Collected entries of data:
━━━━━━━━━━━━━━━━━━━━
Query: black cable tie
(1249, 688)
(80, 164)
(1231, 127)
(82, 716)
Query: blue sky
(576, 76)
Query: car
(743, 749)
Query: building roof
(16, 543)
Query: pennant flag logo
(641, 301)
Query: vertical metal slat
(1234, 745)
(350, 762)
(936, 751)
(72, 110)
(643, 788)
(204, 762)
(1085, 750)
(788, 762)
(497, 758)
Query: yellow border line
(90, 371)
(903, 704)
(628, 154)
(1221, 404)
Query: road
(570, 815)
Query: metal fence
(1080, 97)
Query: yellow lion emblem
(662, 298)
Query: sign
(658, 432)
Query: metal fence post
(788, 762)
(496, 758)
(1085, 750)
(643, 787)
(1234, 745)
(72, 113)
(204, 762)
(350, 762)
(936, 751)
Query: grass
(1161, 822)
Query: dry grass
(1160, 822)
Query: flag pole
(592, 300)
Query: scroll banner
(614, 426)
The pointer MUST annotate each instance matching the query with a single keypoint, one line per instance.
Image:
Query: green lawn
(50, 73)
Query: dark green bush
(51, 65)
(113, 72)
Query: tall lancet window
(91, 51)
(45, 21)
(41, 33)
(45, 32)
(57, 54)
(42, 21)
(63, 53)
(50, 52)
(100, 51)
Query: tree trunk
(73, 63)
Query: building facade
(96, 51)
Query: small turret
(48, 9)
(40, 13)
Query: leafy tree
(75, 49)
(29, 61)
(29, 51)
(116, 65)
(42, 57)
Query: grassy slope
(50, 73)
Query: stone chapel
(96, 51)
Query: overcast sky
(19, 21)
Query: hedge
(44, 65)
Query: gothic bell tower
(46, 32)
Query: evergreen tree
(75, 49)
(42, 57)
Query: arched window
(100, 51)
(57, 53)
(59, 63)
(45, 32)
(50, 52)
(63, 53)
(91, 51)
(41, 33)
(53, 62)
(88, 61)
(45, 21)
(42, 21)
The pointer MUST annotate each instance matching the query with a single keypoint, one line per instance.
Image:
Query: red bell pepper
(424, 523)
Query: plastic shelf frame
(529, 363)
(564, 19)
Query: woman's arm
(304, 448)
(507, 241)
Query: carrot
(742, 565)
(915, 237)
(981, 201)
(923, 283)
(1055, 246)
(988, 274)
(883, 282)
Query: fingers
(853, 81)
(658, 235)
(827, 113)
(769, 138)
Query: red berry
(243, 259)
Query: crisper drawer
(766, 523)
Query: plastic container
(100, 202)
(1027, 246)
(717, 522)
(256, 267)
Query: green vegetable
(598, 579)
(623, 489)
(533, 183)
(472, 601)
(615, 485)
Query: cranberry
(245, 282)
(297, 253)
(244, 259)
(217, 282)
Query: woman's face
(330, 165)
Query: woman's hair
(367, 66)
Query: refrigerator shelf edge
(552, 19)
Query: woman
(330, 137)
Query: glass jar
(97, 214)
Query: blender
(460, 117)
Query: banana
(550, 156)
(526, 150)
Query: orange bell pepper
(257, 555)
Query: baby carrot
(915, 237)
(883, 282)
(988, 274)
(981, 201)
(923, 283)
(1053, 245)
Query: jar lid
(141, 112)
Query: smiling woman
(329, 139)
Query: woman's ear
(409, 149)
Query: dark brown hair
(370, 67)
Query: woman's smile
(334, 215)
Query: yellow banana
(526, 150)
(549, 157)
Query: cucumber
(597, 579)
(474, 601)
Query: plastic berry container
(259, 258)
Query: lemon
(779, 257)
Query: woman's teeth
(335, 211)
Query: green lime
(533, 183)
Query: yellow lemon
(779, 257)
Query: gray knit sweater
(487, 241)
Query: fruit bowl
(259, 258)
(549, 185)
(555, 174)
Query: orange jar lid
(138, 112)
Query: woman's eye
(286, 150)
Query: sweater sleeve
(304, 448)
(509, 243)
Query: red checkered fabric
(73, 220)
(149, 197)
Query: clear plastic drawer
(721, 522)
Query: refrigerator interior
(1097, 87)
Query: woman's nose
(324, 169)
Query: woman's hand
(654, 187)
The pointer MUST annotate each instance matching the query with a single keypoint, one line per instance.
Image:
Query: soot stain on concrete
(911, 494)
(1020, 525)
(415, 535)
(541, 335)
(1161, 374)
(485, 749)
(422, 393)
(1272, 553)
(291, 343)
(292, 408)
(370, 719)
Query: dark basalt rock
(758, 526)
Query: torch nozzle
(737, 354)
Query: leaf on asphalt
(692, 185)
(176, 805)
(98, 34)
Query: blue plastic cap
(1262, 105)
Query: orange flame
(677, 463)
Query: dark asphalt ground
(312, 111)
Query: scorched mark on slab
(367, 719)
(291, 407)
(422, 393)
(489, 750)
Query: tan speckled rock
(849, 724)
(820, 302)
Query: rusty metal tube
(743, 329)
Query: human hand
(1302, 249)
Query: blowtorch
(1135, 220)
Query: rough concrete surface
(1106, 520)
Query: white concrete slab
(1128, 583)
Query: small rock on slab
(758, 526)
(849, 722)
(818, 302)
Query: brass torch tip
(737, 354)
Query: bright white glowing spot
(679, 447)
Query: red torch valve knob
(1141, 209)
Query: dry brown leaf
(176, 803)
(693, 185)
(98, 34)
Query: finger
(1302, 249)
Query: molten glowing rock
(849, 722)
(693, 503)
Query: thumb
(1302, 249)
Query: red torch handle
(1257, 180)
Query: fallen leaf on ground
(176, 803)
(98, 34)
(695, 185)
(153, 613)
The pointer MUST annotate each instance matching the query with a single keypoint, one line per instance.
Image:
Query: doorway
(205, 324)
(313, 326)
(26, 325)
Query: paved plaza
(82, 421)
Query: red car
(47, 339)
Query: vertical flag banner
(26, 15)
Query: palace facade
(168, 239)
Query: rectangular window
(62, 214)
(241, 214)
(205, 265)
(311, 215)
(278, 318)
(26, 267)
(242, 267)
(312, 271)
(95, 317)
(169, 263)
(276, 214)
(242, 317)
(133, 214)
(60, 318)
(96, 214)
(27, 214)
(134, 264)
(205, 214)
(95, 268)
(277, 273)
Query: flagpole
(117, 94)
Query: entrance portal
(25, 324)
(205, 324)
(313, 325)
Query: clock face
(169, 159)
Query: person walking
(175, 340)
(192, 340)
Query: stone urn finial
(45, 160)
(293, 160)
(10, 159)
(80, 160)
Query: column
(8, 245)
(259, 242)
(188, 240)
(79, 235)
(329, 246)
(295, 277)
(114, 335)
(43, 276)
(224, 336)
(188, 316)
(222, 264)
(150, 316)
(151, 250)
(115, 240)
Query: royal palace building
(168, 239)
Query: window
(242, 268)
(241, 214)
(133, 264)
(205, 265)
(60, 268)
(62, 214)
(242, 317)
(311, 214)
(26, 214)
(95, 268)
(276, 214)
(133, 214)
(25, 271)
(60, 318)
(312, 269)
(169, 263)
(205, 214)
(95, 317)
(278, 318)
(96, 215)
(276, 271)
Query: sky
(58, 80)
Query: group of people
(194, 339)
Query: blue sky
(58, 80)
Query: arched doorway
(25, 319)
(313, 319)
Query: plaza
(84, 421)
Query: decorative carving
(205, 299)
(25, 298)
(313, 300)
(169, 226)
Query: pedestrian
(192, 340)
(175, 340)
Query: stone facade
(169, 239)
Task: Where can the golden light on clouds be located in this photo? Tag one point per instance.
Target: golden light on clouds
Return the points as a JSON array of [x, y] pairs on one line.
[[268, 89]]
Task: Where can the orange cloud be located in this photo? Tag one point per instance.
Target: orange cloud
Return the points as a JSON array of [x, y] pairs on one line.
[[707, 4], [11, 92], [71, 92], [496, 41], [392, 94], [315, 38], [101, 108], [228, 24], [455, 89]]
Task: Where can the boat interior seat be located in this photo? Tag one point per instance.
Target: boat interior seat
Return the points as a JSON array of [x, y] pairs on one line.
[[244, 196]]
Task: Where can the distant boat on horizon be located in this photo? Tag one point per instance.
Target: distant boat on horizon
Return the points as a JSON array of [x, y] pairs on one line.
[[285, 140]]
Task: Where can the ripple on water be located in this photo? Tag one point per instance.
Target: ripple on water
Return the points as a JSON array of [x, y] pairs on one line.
━━━━━━━━━━━━━━━━━━━━
REQUIRED TASK —
Write out again the part of the listing that opens with the line containing "Query: rough concrete surface" and closes with the line containing "(1257, 180)", offsetting every coordinate in its answers by 59 and leaving the request lines unchanged.

WRITTEN SOLUTION —
Query: rough concrete surface
(1165, 579)
Query: white concrete slab
(1187, 642)
Query: small rock on slab
(817, 585)
(908, 781)
(877, 361)
Query: brass torch tip
(796, 413)
Query: bright white glowing spot
(738, 506)
Query: red torch valve knob
(1200, 268)
Query: dry brown leaf
(235, 862)
(752, 244)
(157, 93)
Query: finger
(1361, 308)
Query: molten glowing rock
(908, 781)
(752, 562)
Query: thumb
(1361, 308)
Query: red torch handle
(1316, 239)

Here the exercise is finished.